**Action item:**
Reproduce the closing run of lines below verbatim, from the line that contains "Target: dirt patch" up to and including the final line.

**Data in this exercise:**

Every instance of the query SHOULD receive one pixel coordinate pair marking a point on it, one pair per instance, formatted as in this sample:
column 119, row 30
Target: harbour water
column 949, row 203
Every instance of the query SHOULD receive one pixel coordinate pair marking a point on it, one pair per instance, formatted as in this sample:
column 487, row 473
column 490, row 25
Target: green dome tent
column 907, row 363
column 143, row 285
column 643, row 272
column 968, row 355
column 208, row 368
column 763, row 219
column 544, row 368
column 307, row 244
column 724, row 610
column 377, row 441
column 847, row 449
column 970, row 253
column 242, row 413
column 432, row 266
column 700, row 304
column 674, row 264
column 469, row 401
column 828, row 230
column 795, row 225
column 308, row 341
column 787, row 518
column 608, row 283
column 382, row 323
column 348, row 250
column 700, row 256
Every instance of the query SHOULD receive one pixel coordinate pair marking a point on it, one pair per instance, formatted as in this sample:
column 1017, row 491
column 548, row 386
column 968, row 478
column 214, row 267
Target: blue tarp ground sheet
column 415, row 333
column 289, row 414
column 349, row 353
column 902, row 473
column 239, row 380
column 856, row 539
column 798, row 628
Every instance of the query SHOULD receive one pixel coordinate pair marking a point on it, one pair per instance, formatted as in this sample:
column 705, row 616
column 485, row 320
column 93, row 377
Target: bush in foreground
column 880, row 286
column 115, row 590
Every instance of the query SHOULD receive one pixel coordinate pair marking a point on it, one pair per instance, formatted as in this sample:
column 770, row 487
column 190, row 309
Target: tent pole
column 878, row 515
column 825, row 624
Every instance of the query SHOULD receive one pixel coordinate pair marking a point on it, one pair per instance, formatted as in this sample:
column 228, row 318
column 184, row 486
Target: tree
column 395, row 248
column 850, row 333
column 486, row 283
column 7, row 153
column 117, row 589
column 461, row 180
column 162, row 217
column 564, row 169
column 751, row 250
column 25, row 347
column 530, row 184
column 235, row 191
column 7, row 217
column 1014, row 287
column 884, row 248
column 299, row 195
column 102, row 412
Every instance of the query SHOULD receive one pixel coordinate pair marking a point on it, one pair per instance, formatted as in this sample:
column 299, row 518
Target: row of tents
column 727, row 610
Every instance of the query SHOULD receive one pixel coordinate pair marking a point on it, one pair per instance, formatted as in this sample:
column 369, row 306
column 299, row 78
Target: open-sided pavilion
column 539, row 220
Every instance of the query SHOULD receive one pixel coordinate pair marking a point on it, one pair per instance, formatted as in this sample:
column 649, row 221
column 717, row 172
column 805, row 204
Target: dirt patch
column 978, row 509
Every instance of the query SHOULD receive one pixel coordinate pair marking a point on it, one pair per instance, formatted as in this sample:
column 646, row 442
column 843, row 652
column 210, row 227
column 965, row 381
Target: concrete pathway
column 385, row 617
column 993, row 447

**Response to this exercise:**
Target: dirt patch
column 978, row 509
Every instance of the query SHOULD receive one pixel coordinate pair marking a point on it, one pair per instance, formatted as in this sample:
column 646, row 442
column 843, row 652
column 210, row 227
column 965, row 381
Target: concrete pathway
column 385, row 617
column 993, row 447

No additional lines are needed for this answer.